- STATED TASK A: Print the part of the air conditioner control text from "The explanation below" up to and including "the step S21.", unchanged.

In the state wherein the electromagnetic induction heating unit 6 induction heats to supplement heating capacity, which is the state that obtains after the various types of control performed at the startup of the air conditioner 1 have ended, the control unit 11—in the state wherein the drive frequency of the compressor 21 is maintained at the rated maximum frequency—responds to state changes such as a change in the outdoor air temperature, a change in the set temperature made by the user, and the like by a variation in the circulating refrigerant volume rate owing to regulation of the degree of opening of the motor operated expansion valve 24. Here, the control unit 11 controls the degree of opening of the motor operated expansion valve 24 such that the degree of supercooling of the refrigerant that passes between the indoor heat exchanger 41 and motor operated expansion valve 24 in the heating operation state, is maintained at 5° C. This degree of supercooling is obtained by virtue of the control unit 11 calculating the difference between the saturation temperature that corresponds to the pressure detected by the second pressure sensor 29 g and the temperature detected by the indoor heat exchanger temperature sensor 44.
The control unit 11 calculates the degree of dryness or the degree of superheating of the refrigerant suctioned by the compressor 21 based on the difference between the saturation temperature that corresponds to the pressure detected by the second pressure sensor 29 g and the temperature detected by the electromagnetic induction thermistor 14.
The control unit 11 calculates the degree of dryness or the degree of superheating of the refrigerant discharged by the compressor 21 based on the difference between the saturation temperature that corresponds to the pressure detected by the first pressure sensor 29 a and the temperature detected by the discharge temperature sensor 29 d.
The explanation below references the flow chart of abnormal superheating inhibition moisture protection control shown in FIG. 9.
In a step S21, the control unit 11 determines whether the electromagnetic induction heating unit 6 is induction heating. Here, if it is determined that induction heating is in progress, then the method transitions to a step S22. If induction heating is not in progress, then the method repeats the step S21.
In the step S22, the control unit 11 determines whether an induction heating start condition, wherein the degree of superheating of the suctioned refrigerant is less than 4° C. and the degree of superheating of the discharged refrigerant is less than 10° C., is satisfied. If the induction heating start condition is not satisfied, then the method repeats the step S22. If the induction heating start condition is satisfied, then the method transitions to a step S23.
In the step S23, the control unit 11 determines whether the volume rate at which the refrigerant is circulating in the refrigeration cycle is greater than or equal to a prescribed abnormal superheating inhibition volume rate at maximum output. If less than the abnormal superheating inhibition volume rate at maximum output, then the method repeats the step S23. If greater than or equal to the abnormal superheating inhibition volume rate at maximum output, then the method transitions to a step S24.

- STATED TASK B: Output the records that follow this line word for word, all of them, with nothing altered.

- DATA SHOWN:
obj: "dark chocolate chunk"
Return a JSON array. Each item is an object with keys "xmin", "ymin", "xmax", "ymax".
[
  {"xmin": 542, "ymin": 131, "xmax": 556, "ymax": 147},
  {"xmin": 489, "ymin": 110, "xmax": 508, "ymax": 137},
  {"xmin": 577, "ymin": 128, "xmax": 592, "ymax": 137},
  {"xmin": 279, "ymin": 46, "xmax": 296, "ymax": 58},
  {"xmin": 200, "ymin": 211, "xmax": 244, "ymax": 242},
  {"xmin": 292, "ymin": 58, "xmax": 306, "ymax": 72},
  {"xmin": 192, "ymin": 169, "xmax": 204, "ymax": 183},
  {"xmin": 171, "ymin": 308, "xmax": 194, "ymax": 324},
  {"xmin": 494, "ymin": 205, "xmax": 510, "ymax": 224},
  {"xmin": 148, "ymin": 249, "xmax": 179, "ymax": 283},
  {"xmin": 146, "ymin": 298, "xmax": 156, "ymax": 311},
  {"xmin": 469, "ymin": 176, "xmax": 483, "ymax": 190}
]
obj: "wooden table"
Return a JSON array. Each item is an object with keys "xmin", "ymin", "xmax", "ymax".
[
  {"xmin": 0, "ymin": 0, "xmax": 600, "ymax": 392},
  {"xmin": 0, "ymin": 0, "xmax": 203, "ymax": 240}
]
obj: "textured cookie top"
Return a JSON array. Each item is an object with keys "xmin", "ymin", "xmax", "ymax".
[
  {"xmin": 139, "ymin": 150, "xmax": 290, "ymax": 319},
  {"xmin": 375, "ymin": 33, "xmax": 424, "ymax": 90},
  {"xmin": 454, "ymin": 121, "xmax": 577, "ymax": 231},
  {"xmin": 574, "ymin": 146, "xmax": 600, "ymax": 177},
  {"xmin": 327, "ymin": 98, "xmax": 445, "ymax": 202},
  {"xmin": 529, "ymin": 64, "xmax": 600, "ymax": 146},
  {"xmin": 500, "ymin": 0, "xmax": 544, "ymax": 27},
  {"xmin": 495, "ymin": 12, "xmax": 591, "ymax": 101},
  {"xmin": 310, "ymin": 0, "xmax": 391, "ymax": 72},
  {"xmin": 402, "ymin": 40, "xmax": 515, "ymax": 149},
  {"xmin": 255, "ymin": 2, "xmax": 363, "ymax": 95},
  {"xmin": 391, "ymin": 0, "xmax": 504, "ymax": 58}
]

- PROBLEM SOLUTION A:
The explanation below references the flow chart of abnormal superheating inhibition moisture protection control shown in FIG. 9.
In a step S21, the control unit 11 determines whether the electromagnetic induction heating unit 6 is induction heating. Here, if it is determined that induction heating is in progress, then the method transitions to a step S22. If induction heating is not in progress, then the method repeats the step S21.

- PROBLEM SOLUTION B:
obj: "dark chocolate chunk"
Return a JSON array. Each item is an object with keys "xmin", "ymin", "xmax", "ymax".
[
  {"xmin": 542, "ymin": 131, "xmax": 556, "ymax": 147},
  {"xmin": 489, "ymin": 110, "xmax": 508, "ymax": 137},
  {"xmin": 577, "ymin": 128, "xmax": 592, "ymax": 137},
  {"xmin": 279, "ymin": 46, "xmax": 296, "ymax": 58},
  {"xmin": 200, "ymin": 211, "xmax": 244, "ymax": 242},
  {"xmin": 292, "ymin": 58, "xmax": 306, "ymax": 72},
  {"xmin": 192, "ymin": 169, "xmax": 204, "ymax": 183},
  {"xmin": 171, "ymin": 308, "xmax": 194, "ymax": 324},
  {"xmin": 494, "ymin": 205, "xmax": 510, "ymax": 224},
  {"xmin": 148, "ymin": 249, "xmax": 179, "ymax": 283},
  {"xmin": 146, "ymin": 298, "xmax": 156, "ymax": 311},
  {"xmin": 469, "ymin": 176, "xmax": 483, "ymax": 190}
]
obj: "wooden table"
Return a JSON array. Each item is an object with keys "xmin", "ymin", "xmax", "ymax".
[
  {"xmin": 0, "ymin": 0, "xmax": 600, "ymax": 392},
  {"xmin": 0, "ymin": 0, "xmax": 203, "ymax": 240}
]
obj: "textured cookie top"
Return a JSON array. Each item is an object with keys "xmin", "ymin", "xmax", "ymax".
[
  {"xmin": 139, "ymin": 150, "xmax": 290, "ymax": 319},
  {"xmin": 375, "ymin": 33, "xmax": 424, "ymax": 90},
  {"xmin": 454, "ymin": 121, "xmax": 577, "ymax": 231},
  {"xmin": 574, "ymin": 146, "xmax": 600, "ymax": 177},
  {"xmin": 327, "ymin": 98, "xmax": 445, "ymax": 202},
  {"xmin": 529, "ymin": 64, "xmax": 600, "ymax": 146},
  {"xmin": 500, "ymin": 0, "xmax": 544, "ymax": 27},
  {"xmin": 495, "ymin": 12, "xmax": 591, "ymax": 101},
  {"xmin": 310, "ymin": 0, "xmax": 391, "ymax": 72},
  {"xmin": 402, "ymin": 40, "xmax": 515, "ymax": 149},
  {"xmin": 255, "ymin": 2, "xmax": 363, "ymax": 95},
  {"xmin": 391, "ymin": 0, "xmax": 504, "ymax": 58}
]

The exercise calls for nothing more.